=== MATERIAL FOR THE TASK ===
++++
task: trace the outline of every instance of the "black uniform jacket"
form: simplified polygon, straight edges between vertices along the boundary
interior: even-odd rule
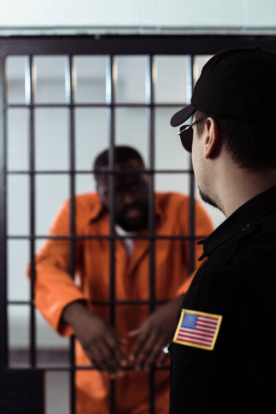
[[[266,413],[276,404],[276,188],[205,240],[183,308],[222,316],[213,351],[172,342],[170,414]]]

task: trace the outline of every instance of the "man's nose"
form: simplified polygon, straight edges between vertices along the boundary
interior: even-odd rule
[[[132,204],[136,201],[136,196],[132,192],[126,192],[124,195],[124,204]]]

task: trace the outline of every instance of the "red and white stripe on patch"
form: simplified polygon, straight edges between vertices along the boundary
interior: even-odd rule
[[[212,351],[221,319],[220,315],[182,309],[172,342]]]

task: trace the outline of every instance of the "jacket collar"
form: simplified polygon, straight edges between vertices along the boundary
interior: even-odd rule
[[[259,219],[276,211],[276,187],[269,188],[237,208],[208,237],[197,242],[204,245],[199,260],[208,257],[213,250],[239,233],[252,231]]]

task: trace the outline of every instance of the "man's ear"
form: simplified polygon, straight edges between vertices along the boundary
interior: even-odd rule
[[[219,148],[218,126],[213,118],[205,121],[204,134],[204,156],[206,159],[213,158]]]

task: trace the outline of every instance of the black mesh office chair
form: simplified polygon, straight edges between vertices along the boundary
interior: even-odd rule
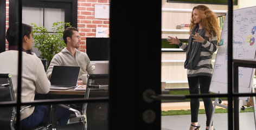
++++
=== STATED GOAL ===
Please reproduce the listing above word for word and line for line, leaving the pictures out.

=== RIGHT ANSWER ===
task: trace the outline of every instance of the "black uniform jacket"
form: simplified polygon, straight edges between vertices along the boundary
interior: even-odd rule
[[[266,413],[276,404],[276,188],[205,240],[183,308],[222,316],[213,351],[172,342],[170,414]]]

task: trace the outline of every instance of the "man's nose"
form: simplified polygon, straight edges between vertices along the boundary
interior: even-odd rule
[[[132,204],[136,201],[136,196],[132,192],[126,192],[124,195],[124,204]]]

task: trace the outline of every instance of the "red and white stripe on patch"
form: simplified polygon, straight edges between vertices along the boundary
interior: even-odd rule
[[[212,351],[221,319],[220,315],[182,309],[172,342]]]

task: trace the outline of every instance of the "jacket collar"
form: simplified polygon, straight edges between vertices along the boundary
interior: even-odd rule
[[[259,219],[276,211],[276,187],[269,188],[237,208],[208,237],[197,242],[204,245],[199,260],[208,257],[213,250],[239,233],[252,231]]]

task: trace the outline of every instance of the "man's ear"
form: simplified polygon, straight edges between vertices along the boundary
interior: even-odd rule
[[[219,148],[218,126],[213,118],[205,121],[204,134],[204,156],[206,159],[213,158]]]

task: trace the outline of every instance of the black mesh office chair
form: simplified polygon, straight edges between vertices along the boundary
interior: even-odd rule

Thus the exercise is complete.